§ Challenges
1 - According to the filing excerpt on dividends and forward-looking statements, why does the company not expect to pay dividends on its common stock?
2 - Extend the filing excerpt on dividends and forward-looking statements, starting right after its final sentence.
##### Document segment #####
Dividends. It is our policy to retain existing cash for reinvestment in our business, and therefore, we do not anticipate that dividends will be paid with respect to the common stock in the foreseeable future.
Forward-Looking Information
From time to time, we may make certain statements that contain “forward-looking” information as defined in the Private Securities Litigation Reform Act of 1995 and that involve risk and uncertainty. These forward-looking statements may include, but are not limited to exploration and seismic acquisition plans, anticipated results from current and future exploration prospects, future capital expenditure plans and plans to sell properties, anticipated results from third party disputes and litigation, expectations regarding future financing and compliance with our credit facility, the anticipated results of wells based on logging data and production tests, future sales of production, earnings, margins, production levels and costs, market trends in the oil and natural gas industry and the exploration and development sector thereof, environmental and other expenditures and various business trends. Forward-looking statements may be made by management orally or in writing including, but not limited to, the Management’s Discussion and Analysis of Financial Condition and Results of Operations section and other sections of our filings with the Securities and Exchange Commission under the Securities Act of 1933, as amended, and the Securities Exchange Act of 1934, as amended.
Actual results and trends in the future may differ materially depending on a variety of factors including, but not limited to the following:
Changes in the price of oil and natural gas. The prices we receive for our oil and natural gas production and the level of such production are subject to wide fluctuations and depend on numerous factors that we do not control, including seasonality, worldwide economic conditions, the condition of the United States economy (particularly the manufacturing sector), foreign imports, political conditions in other oil-producing countries, the actions of the Organization of Petroleum Exporting Countries and domestic government regulation, legislation and policies. Material declines in the prices received for oil and natural gas could make the actual results differ from those reflected in our forward-looking statements.
##### Data section #####
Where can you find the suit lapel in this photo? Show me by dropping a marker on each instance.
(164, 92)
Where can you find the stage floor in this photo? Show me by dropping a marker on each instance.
#####
§ Answers per task
1 - Its policy is to retain existing cash for reinvestment in its business.

2 -
Operating Risks. The occurrence of a significant event against which we are not fully insured could have a material adverse effect on our financial position and results of operations. Our operations are subject to all of the risks normally incident to the exploration for and the production of oil and natural gas, including uncontrollable flows of oil, natural gas, brine or well fluids into the environment (including groundwater and shoreline contamination), blowouts, cratering, mechanical difficulties, fires, explosions, unusual or unexpected formation pressures, pollution and environmental hazards, each of which could result in damage to or destruction of oil and natural gas wells, production facilities or other property, or injury to persons. In addition, we are subject to other operating and production risks such as title problems, weather conditions, compliance with government permitting requirements, shortages of or delays in obtaining equipment, reductions in product prices, limitations in the market for products, litigation and disputes in the ordinary course of business. Although we maintain insurance coverage considered to be customary in the industry, we are not fully insured against certain of these risks either because such insurance is not available or because of high premium costs. We cannot predict if or when any such risks could affect our operations. The occurrence of a significant event for which we are not adequately insured could cause our actual results to differ from those reflected in our forward-looking statements.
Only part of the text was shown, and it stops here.